It is necessary to check your income tax slab every financial year on a regular basis, which will tell you the exact savings you need to do to save your taxable amount. An individual whose income is below or up to Rs.2.5 lakh pa does not require to pay tax, but then also, they need to keep an eye on tax slabs because some of the other people in their family must be falling under the tax paying criteria.
For individuals who are below the age of 60 and are born after April 1, 1957, the following tax slab is applicable for computing the tax liability in the financial year 2016-17 and the assessment year 2017-18.
What are the tax deductions available?
You can claim deductions under 80C for up to Rs.1.5 lakh with an additional investment of Rs.50000 under section 80CCD(1B), if done in NPS, for your retirement benefit. A new individual home buyer can claim tax deductions under section 24 for up to Rs.2 lakh and an additional amount of Rs.50000 under section 80EE (adhering to certain conditions). However, the principal amount of home loan is claimed under section 80C only.

◆ Supplied records:
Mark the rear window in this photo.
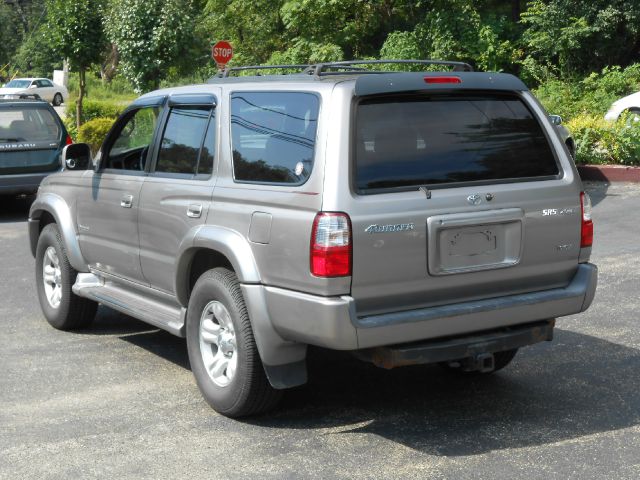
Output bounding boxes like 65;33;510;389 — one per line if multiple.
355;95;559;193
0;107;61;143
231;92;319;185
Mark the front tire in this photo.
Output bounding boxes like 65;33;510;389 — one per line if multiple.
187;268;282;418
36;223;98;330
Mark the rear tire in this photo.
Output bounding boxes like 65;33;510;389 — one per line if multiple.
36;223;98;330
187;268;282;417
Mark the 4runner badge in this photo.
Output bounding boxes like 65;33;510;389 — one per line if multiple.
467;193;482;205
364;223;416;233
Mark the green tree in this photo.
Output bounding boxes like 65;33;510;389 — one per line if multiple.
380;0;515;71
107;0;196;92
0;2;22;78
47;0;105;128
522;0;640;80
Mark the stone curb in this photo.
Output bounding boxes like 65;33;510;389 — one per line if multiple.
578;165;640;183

---

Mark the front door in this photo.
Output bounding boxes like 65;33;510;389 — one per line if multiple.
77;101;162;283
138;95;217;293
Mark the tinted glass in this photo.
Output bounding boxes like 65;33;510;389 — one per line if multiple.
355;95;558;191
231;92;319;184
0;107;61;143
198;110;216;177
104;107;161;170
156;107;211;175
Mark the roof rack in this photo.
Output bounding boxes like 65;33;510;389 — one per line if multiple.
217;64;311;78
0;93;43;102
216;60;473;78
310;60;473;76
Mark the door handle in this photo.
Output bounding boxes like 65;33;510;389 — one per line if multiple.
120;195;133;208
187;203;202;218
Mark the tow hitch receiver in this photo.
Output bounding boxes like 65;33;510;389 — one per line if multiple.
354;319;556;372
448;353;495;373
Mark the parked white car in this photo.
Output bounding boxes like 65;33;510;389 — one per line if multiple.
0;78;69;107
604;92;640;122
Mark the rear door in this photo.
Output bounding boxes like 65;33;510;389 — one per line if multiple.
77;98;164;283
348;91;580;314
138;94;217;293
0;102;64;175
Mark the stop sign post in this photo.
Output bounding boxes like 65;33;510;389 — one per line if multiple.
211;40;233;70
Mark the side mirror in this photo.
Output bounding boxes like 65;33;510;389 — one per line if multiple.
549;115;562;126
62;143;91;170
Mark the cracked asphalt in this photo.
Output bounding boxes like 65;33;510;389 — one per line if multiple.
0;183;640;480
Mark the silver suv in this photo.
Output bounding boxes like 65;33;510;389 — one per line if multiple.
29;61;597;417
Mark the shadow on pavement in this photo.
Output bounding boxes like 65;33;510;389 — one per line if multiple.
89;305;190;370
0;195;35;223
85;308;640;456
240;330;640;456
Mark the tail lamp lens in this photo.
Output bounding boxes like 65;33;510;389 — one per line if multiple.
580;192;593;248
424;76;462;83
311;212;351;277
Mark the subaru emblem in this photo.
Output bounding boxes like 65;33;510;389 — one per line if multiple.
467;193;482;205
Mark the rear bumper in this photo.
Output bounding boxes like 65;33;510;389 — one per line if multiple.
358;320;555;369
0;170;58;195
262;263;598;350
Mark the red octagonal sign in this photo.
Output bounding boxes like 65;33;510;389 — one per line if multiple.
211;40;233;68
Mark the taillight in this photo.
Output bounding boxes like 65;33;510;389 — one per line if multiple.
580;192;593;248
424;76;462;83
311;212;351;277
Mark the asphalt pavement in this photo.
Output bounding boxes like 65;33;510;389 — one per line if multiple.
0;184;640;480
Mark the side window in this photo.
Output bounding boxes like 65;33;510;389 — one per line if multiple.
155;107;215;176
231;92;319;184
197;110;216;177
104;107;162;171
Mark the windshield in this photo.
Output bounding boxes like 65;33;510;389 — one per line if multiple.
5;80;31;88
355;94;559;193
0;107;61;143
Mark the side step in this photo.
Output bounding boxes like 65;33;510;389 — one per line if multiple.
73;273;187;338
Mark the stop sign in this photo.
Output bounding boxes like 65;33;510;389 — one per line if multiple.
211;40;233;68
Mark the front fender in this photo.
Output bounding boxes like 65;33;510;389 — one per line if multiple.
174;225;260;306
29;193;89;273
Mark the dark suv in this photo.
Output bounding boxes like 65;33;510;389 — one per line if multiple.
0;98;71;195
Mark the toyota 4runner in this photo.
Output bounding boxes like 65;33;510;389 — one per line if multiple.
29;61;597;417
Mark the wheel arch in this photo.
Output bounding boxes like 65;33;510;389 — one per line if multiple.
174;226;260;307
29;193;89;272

--

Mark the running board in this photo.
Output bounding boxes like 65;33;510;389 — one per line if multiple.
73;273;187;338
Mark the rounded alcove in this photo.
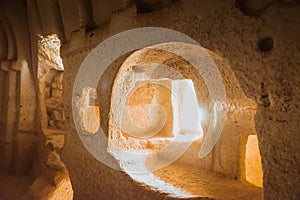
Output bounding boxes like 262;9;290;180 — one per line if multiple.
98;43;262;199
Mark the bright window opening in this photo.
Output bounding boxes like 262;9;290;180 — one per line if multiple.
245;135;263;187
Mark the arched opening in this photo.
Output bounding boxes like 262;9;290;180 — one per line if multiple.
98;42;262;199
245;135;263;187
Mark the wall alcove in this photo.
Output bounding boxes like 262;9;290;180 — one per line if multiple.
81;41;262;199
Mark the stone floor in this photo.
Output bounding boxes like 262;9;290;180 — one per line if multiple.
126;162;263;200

◆ Exercise task:
Can you carry on the passage about income tax slabs and deductions, starting right after its final sentence?

◆ The result:
You can also avail 100% rebate of Rs.5000 or less under section 87A if the individual’s income does not exceed Rs.5 lakh. The deduction is made before calculating the education cess.
Premium paid for health insurance can be claimed under section 80D of the I-T Act with a maximum ceiling of Rs.60000 (adhering to certain conditions).
Interest on education loan can be claimed under section 80E of I-T Act by any individual who has taken an education loan.
If you live in a rented house, you can claim the HRA by providing your rent agreement to the employer along with the PAN card of your landlord if the monthly rent exceeds the amount of Rs.8333.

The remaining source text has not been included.